Requirement = Find each line in the data below that contains the string "item" and copy it out. Treat uppercase and lowercase as different.

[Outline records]
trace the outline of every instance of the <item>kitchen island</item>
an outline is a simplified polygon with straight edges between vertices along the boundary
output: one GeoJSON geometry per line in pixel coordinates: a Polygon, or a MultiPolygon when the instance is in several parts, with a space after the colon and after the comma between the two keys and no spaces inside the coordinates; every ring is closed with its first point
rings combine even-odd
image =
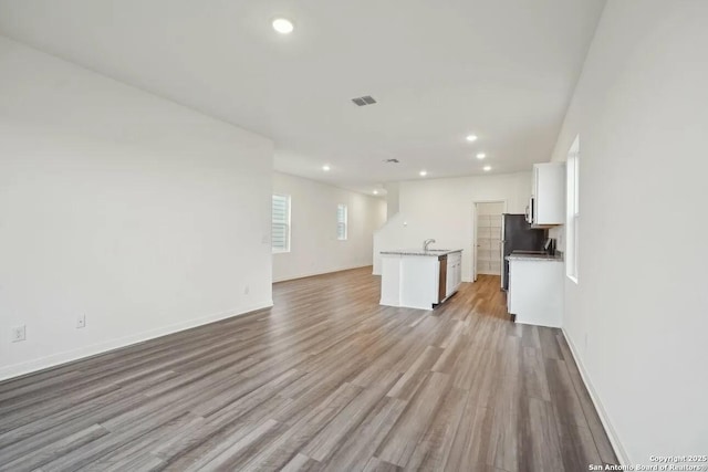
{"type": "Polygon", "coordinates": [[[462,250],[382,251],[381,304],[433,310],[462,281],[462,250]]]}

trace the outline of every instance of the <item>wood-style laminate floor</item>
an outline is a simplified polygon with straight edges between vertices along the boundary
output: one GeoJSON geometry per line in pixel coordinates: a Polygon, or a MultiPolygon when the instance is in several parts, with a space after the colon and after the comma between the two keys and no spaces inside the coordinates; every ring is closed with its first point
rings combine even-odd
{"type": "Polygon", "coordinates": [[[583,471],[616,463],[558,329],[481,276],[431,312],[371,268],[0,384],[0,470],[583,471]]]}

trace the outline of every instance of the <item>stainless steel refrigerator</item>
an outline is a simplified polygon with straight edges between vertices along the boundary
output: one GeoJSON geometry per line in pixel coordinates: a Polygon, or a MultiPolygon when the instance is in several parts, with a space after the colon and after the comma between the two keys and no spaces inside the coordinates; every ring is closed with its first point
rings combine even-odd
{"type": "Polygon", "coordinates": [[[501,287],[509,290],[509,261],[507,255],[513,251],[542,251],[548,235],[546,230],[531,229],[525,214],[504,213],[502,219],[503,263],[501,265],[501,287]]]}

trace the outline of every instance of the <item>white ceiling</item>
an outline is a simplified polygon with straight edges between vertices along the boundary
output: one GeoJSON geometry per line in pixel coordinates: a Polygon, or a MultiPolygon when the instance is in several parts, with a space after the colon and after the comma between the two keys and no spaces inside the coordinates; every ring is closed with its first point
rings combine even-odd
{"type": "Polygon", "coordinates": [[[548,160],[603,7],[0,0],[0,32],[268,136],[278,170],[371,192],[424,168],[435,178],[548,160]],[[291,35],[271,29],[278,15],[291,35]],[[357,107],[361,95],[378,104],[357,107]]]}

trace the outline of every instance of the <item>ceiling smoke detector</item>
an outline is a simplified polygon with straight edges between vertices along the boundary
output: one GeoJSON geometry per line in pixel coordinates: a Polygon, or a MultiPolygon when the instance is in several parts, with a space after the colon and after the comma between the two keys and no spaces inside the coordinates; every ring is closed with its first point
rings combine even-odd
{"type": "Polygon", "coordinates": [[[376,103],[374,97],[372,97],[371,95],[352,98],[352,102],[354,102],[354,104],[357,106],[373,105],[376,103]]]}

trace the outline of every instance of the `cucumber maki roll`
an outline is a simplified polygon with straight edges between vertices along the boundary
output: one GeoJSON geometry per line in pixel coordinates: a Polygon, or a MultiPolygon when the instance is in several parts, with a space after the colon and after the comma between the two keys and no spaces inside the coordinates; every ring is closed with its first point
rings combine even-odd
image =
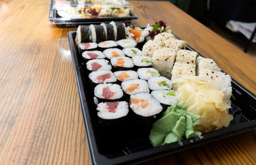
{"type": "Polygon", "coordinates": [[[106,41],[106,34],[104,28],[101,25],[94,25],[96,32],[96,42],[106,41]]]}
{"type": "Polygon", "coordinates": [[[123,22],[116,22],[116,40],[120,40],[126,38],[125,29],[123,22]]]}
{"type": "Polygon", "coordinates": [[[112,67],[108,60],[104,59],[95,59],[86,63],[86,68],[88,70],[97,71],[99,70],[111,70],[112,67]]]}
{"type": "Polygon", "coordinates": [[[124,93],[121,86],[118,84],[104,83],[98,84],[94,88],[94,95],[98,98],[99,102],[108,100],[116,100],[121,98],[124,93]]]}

--

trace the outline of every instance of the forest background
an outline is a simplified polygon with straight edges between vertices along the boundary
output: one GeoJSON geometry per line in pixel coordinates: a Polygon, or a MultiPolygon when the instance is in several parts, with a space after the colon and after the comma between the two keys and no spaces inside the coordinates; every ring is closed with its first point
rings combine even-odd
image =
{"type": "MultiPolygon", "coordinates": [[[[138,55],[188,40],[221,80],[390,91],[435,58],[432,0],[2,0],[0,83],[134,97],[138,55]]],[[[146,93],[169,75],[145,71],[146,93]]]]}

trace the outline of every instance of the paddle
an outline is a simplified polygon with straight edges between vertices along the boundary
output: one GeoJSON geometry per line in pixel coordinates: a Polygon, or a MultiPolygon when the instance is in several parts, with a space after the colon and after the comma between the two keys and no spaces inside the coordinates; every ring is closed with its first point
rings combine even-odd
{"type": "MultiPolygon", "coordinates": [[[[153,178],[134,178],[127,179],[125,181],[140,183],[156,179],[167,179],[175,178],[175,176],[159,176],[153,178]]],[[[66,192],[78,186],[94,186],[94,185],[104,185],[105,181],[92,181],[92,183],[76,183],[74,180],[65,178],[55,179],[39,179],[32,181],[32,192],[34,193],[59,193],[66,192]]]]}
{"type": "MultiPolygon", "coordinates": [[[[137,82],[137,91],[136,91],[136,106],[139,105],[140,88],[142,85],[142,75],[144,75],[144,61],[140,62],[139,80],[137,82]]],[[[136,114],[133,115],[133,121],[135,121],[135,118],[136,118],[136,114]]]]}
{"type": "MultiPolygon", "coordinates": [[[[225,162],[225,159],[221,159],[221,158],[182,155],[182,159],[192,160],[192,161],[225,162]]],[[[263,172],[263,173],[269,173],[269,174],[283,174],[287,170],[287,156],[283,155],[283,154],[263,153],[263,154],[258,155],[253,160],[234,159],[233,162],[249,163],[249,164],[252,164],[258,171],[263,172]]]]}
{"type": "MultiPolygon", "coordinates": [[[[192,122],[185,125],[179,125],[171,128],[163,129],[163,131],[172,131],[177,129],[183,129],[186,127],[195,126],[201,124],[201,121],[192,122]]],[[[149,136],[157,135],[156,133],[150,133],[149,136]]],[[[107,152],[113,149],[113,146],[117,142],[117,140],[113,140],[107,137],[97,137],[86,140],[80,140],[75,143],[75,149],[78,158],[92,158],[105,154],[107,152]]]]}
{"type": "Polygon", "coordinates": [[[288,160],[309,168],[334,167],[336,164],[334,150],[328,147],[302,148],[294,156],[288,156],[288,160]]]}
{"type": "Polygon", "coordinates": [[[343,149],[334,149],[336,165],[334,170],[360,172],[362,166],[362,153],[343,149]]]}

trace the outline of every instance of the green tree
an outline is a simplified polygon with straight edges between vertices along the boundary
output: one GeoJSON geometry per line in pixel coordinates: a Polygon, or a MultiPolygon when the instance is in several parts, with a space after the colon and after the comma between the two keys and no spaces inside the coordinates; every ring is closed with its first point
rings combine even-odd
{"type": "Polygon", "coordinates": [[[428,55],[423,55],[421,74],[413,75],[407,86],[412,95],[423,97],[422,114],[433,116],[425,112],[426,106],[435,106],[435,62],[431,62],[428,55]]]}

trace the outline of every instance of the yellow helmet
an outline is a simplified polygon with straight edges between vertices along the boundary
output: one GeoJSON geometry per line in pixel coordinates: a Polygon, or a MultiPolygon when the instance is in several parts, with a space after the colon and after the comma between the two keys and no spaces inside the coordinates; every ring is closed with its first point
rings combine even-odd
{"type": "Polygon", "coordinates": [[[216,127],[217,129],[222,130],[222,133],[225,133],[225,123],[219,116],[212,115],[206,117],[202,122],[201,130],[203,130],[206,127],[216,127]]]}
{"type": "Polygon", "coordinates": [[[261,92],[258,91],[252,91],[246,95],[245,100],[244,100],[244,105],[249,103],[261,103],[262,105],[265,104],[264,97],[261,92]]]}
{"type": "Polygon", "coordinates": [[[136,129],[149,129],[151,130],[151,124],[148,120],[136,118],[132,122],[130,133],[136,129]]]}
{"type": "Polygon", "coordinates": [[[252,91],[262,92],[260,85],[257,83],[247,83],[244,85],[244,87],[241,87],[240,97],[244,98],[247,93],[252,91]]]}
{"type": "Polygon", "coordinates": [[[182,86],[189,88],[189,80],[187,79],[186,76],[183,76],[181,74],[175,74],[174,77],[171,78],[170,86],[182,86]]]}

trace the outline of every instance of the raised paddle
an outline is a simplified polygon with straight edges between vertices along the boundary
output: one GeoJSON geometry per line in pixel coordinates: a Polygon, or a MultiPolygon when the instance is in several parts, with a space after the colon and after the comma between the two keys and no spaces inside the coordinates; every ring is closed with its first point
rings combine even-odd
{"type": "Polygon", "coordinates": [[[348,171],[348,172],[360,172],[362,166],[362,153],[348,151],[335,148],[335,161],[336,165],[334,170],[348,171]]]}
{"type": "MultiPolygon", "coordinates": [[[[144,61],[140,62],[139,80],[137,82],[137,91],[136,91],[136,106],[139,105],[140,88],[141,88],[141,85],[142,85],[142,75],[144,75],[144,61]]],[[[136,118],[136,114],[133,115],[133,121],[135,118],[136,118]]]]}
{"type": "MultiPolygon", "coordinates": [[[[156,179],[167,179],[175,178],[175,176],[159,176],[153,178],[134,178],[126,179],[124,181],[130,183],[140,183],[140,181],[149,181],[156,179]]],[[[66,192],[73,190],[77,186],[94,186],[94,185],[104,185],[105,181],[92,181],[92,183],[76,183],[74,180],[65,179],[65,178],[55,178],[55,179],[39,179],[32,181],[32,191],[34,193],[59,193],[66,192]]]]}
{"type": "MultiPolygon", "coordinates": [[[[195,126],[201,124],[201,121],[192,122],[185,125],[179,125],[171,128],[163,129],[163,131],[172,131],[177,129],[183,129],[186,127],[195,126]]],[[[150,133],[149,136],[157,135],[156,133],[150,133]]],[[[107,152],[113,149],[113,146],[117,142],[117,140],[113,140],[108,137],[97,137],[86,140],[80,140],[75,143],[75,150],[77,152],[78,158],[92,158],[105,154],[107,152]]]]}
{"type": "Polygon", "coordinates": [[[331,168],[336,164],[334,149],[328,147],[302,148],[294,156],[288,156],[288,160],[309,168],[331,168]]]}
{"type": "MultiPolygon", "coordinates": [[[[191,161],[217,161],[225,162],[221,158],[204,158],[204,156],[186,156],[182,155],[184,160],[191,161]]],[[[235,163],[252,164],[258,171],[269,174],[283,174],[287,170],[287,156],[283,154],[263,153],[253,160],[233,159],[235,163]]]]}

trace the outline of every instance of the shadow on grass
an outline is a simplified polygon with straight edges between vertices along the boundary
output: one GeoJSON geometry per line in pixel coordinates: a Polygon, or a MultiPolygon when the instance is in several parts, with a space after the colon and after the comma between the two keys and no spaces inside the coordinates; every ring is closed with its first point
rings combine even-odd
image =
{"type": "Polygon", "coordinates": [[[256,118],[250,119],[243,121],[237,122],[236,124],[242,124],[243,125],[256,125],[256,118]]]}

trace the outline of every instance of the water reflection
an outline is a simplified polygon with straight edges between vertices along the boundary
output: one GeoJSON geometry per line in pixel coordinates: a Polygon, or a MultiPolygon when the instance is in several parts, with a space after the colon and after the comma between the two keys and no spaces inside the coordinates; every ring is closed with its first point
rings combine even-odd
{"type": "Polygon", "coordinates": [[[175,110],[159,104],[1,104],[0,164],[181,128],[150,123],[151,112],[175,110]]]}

Reply to the exercise =
trace the outline of every instance of the <item>kitchen island</item>
trace the outline of every instance of the <item>wood-style laminate floor</item>
trace the outline of every instance of the <item>stainless steel refrigerator</item>
trace the outline of every instance of the <item>white ceiling</item>
trace the outline of every instance of the <item>ceiling smoke detector</item>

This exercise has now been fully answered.